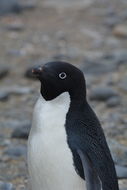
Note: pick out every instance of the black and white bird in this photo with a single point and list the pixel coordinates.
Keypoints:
(67, 149)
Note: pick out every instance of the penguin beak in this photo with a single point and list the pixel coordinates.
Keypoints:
(37, 71)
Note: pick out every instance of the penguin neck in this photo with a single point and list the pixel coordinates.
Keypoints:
(78, 95)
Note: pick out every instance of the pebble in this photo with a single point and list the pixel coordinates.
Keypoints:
(119, 56)
(21, 132)
(113, 101)
(15, 90)
(15, 26)
(9, 6)
(3, 71)
(123, 84)
(121, 172)
(6, 186)
(15, 151)
(102, 93)
(4, 96)
(120, 31)
(118, 151)
(99, 66)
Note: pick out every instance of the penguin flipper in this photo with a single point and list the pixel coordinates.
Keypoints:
(91, 177)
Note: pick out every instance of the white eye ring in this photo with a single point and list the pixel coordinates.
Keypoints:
(62, 75)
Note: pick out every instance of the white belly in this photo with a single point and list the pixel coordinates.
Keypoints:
(50, 160)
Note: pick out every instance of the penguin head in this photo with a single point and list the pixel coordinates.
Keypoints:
(59, 77)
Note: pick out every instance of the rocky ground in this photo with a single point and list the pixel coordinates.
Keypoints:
(92, 34)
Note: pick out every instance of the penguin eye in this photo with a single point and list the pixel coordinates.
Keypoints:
(62, 75)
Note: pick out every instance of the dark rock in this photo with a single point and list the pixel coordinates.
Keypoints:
(120, 31)
(123, 84)
(111, 21)
(113, 102)
(21, 132)
(30, 5)
(100, 66)
(121, 172)
(15, 151)
(102, 93)
(13, 90)
(6, 186)
(119, 57)
(118, 151)
(15, 26)
(3, 71)
(9, 6)
(4, 96)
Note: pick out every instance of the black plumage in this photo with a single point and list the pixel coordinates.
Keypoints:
(85, 137)
(84, 133)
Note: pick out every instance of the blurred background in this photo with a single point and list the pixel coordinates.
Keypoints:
(91, 34)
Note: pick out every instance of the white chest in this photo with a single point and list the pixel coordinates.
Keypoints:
(50, 160)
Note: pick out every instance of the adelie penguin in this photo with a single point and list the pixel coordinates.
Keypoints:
(67, 149)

What the task requires
Write out the data exactly, but not its pictures.

Task answer
Note: pick out every instance of the black and white bird in this photo with a single point and list the pixel coordinates.
Keypoints:
(67, 149)
Note: pick out every instance of the penguin beak in this photo with a single point and list the pixel coordinates.
Keypoints:
(37, 71)
Note: pick out every instance of the penguin neck in this photo with a single point and list the pixel coordinates.
Keypoints:
(78, 95)
Note: pick out every instance of the pebble in this photo with a single point and list the pixel coordinates.
Keypoints:
(119, 56)
(21, 132)
(113, 101)
(15, 90)
(15, 26)
(9, 6)
(3, 71)
(123, 84)
(121, 172)
(6, 186)
(15, 151)
(102, 93)
(4, 96)
(120, 31)
(118, 151)
(99, 66)
Note: pick out every instance of the penguin flipper in this photo with a single point and list the pixel coordinates.
Keypoints:
(91, 177)
Note: pick out every instance of the white eye ring in this photo with a single point and list the pixel coordinates.
Keypoints:
(62, 75)
Note: pick out every instance of the white belly in this photo with a single point and list the pixel coordinates.
Keypoints:
(50, 160)
Note: pick out every instance of the penguin head in this photo with a single point and list the pixel coordinates.
Keypoints:
(59, 77)
Note: pick out every instance of the rocky ground in this photo with a single point and list the pixel coordinates.
Keypoints:
(92, 34)
Note: pick out every instance of the penguin eye in this photo with a single point and list the pixel coordinates.
Keypoints:
(62, 75)
Note: pick out every instance of the dark rock in this photo with a single point and list the pixel coordinates.
Keypoints:
(120, 31)
(123, 84)
(111, 21)
(113, 102)
(21, 132)
(30, 5)
(100, 66)
(121, 172)
(15, 151)
(102, 93)
(13, 90)
(6, 186)
(119, 57)
(118, 151)
(15, 26)
(3, 71)
(9, 6)
(4, 96)
Note: pick out every instance of the black plumage in this photo with a single point and list the pixel coordinates.
Keypoints:
(85, 137)
(84, 133)
Note: pick out every instance of the blurred background in this photo with a single point and list the pixel coordinates.
Keypoints:
(91, 34)
Note: pick out every instance of the white chest in this photo with a single point and list the pixel coordinates.
Keypoints:
(50, 160)
Note: pick out every instance of the adelie penguin in this photo with a single point and list the pixel coordinates.
Keypoints:
(67, 149)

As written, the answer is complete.